Start

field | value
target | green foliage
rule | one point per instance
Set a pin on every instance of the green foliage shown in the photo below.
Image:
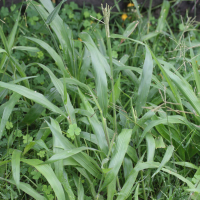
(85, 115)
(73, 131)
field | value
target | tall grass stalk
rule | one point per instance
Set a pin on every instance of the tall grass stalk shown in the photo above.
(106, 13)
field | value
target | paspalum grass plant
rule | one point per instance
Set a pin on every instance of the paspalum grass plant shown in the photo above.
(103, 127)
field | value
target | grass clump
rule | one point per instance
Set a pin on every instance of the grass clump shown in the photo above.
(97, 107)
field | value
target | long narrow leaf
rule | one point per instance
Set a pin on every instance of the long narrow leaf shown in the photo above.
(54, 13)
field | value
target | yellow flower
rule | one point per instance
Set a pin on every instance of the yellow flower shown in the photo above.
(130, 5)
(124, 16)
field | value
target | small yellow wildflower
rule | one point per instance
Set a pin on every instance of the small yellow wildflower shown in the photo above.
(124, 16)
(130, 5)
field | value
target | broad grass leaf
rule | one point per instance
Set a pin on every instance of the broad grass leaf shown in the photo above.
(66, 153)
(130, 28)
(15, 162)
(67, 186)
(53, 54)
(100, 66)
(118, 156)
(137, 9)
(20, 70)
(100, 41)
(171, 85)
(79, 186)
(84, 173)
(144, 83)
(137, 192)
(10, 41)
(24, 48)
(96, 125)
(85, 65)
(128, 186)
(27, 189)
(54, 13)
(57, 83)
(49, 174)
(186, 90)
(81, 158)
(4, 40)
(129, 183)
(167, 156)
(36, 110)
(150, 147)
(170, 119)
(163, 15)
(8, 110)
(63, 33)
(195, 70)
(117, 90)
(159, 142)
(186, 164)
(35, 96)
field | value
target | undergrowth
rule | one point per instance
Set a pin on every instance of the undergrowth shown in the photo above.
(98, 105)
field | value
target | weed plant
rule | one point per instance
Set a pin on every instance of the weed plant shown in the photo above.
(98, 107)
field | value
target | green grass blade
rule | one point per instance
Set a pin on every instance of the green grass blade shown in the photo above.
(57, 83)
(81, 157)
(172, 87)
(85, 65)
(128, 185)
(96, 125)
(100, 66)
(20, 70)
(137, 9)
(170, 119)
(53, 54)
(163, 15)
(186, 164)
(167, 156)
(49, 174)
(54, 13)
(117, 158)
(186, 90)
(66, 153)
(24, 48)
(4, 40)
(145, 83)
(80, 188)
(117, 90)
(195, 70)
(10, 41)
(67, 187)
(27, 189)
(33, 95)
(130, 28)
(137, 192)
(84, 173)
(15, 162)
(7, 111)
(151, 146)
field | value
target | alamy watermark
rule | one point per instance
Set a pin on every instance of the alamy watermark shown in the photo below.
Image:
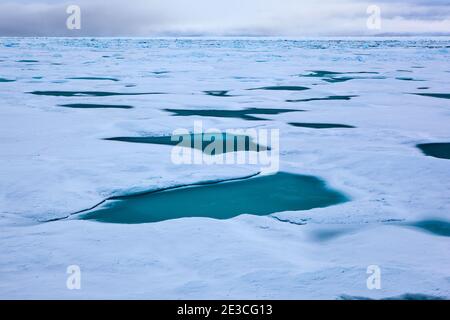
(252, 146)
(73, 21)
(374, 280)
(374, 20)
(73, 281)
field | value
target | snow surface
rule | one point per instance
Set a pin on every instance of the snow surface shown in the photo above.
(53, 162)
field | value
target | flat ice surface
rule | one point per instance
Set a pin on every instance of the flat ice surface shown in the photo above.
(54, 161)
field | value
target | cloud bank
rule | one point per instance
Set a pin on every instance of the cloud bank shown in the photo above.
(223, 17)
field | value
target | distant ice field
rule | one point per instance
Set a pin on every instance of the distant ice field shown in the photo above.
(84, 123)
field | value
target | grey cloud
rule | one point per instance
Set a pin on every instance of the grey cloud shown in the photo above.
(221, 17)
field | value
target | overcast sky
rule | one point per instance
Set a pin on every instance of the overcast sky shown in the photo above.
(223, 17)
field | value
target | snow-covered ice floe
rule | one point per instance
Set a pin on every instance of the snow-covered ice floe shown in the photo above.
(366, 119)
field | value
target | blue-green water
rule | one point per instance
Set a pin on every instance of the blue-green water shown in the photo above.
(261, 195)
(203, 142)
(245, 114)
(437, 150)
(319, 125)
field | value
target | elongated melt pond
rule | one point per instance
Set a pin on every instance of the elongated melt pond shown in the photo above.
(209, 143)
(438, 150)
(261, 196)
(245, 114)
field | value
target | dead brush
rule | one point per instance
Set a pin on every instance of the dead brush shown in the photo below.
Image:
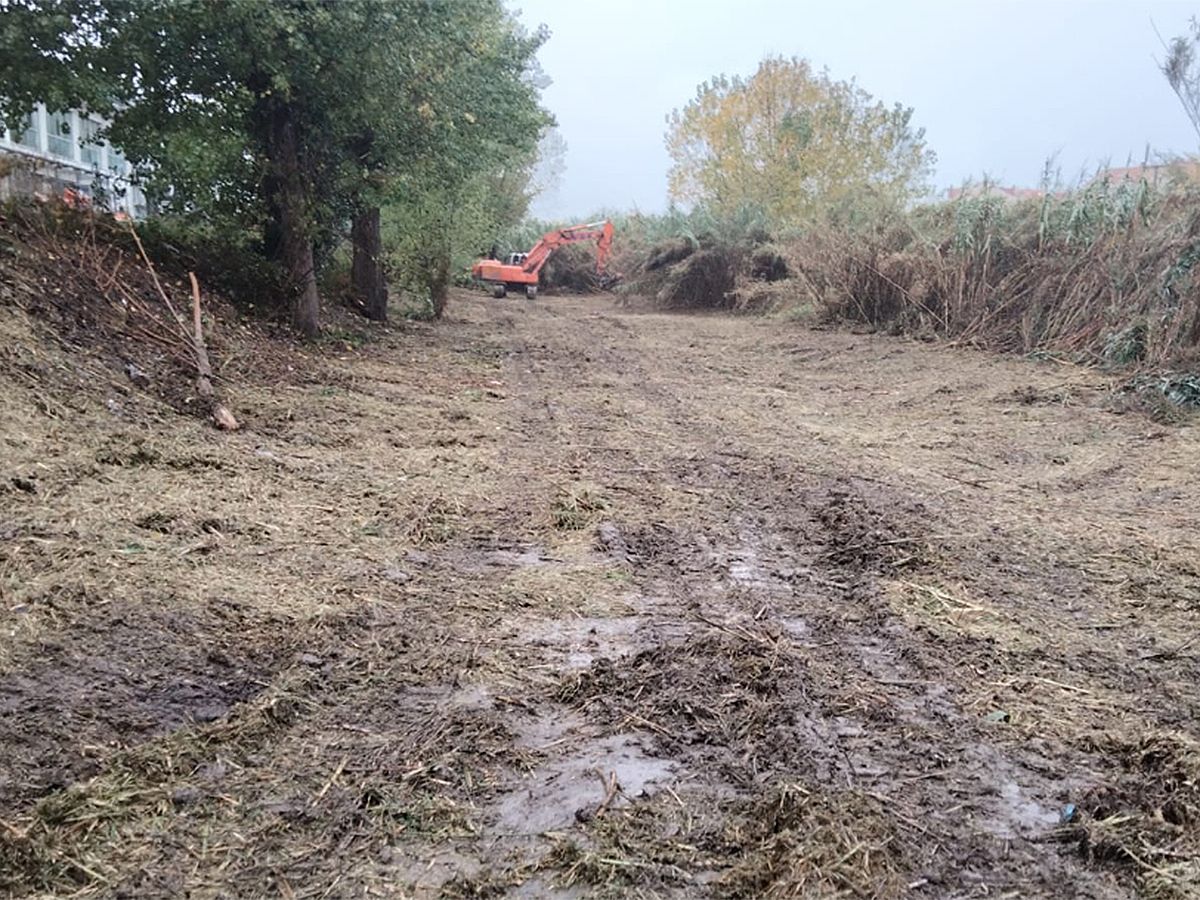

End

Task directions.
Will you restate every entry word for word and omit the images?

Output below.
field | value
target | green foliage
rule | one point per instance
Set a pin on every instance of the green foliage shown in the photo below.
Image:
(85, 115)
(73, 131)
field | value
target | tall grass stalk
rule | one point per instance
Set a pin on every instance of the tall grass stalk shown in the photo above.
(106, 13)
field | value
target | paspalum grass plant
rule | one point per instance
Set a pin on every instance of the paspalum grass plant shown in the photo above.
(103, 127)
field | value
target | grass clump
rule | one point per instance
Set a pin on every instance of the grass clump shown in the photo above.
(97, 107)
field | value
target | long narrow leaf
rule | one point per instance
Set a pin on every instance of the long narrow leaf shown in the photo above.
(54, 13)
field | value
target | yellow flower
rule | one point per instance
Set a pin on every instance of the yellow flower shown in the photo above.
(130, 5)
(124, 16)
field | value
target | small yellow wildflower
rule | one point per instance
Set a pin on every instance of the small yellow wildflower shown in the photo above.
(124, 16)
(130, 5)
field | value
target | broad grass leaf
rule | one point per instance
Set a pin on every instance of the broad grass leaf shown in the photo above.
(66, 153)
(130, 28)
(15, 162)
(67, 186)
(53, 54)
(100, 66)
(118, 156)
(137, 9)
(20, 70)
(100, 41)
(171, 85)
(79, 186)
(84, 173)
(144, 83)
(137, 192)
(10, 41)
(24, 48)
(96, 125)
(85, 65)
(128, 186)
(27, 189)
(54, 13)
(57, 83)
(49, 174)
(186, 90)
(81, 158)
(4, 40)
(129, 183)
(167, 156)
(36, 110)
(150, 147)
(170, 119)
(163, 15)
(8, 110)
(63, 33)
(195, 70)
(117, 90)
(159, 142)
(186, 164)
(35, 96)
field | value
target | undergrowth
rule | one point per instance
Set a pin on every instance of the undergrowth shown in the photo above.
(98, 105)
field | value
target | weed plant
rule | one point per instance
Set a pin on every instance of the weed plant shown in the photo above.
(98, 107)
field | value
target | green grass blade
rule | one point per instance
Set a pin on every instance of the green grass blade shown in the photo above.
(57, 83)
(81, 157)
(172, 87)
(85, 65)
(128, 185)
(96, 125)
(100, 66)
(20, 70)
(137, 9)
(170, 119)
(53, 54)
(163, 15)
(186, 164)
(167, 156)
(49, 174)
(54, 13)
(117, 158)
(186, 90)
(66, 153)
(24, 48)
(4, 40)
(145, 83)
(80, 188)
(117, 90)
(195, 70)
(10, 41)
(67, 187)
(27, 189)
(33, 95)
(130, 28)
(137, 192)
(84, 173)
(15, 162)
(7, 111)
(151, 146)
field | value
target | alamy watermark
rule | one point per instance
Set a pin on every instance of the alamy watermark shown in the photo below.
Image:
(252, 146)
(73, 21)
(374, 280)
(374, 20)
(73, 281)
field | value
target | snow surface
rule | one point per instance
Set a pin on every instance of the snow surface shown in the photo above.
(53, 162)
field | value
target | flat ice surface
rule | one point per instance
Set a pin on every instance of the flat ice surface shown in the photo above.
(54, 161)
field | value
target | cloud bank
rule | one point per instance
Set a pin on every instance of the cloud bank shown in the photo above.
(223, 17)
field | value
target | distant ice field
rule | one point per instance
Set a pin on every instance of the distant ice field shown in the photo above.
(84, 123)
field | value
target | grey cloud
rule | one point per instance
Set a pin on every instance of the grey cloud shown in the photo above.
(221, 17)
field | value
target | overcast sky
rule | one point per instance
Set a pin on every instance of the overcast sky shown in the photo above.
(223, 17)
field | value
target | snow-covered ice floe
rule | one point per instance
Set a pin on every instance of the snow-covered ice floe shown in the photo above.
(366, 119)
field | value
target | blue-green water
rule | one point per instance
Set a pin on every instance of the blue-green water shown in the photo above.
(261, 195)
(203, 142)
(245, 114)
(437, 150)
(319, 125)
field | value
target | elongated melt pond
rule | one point per instance
Set a pin on every instance of the elongated melt pond shown in the photo above.
(209, 143)
(438, 150)
(261, 196)
(245, 114)
field | value
target | dead brush
rule | one point per instance
Set a pin on every instance of the dead brush shown in the photo below.
Image:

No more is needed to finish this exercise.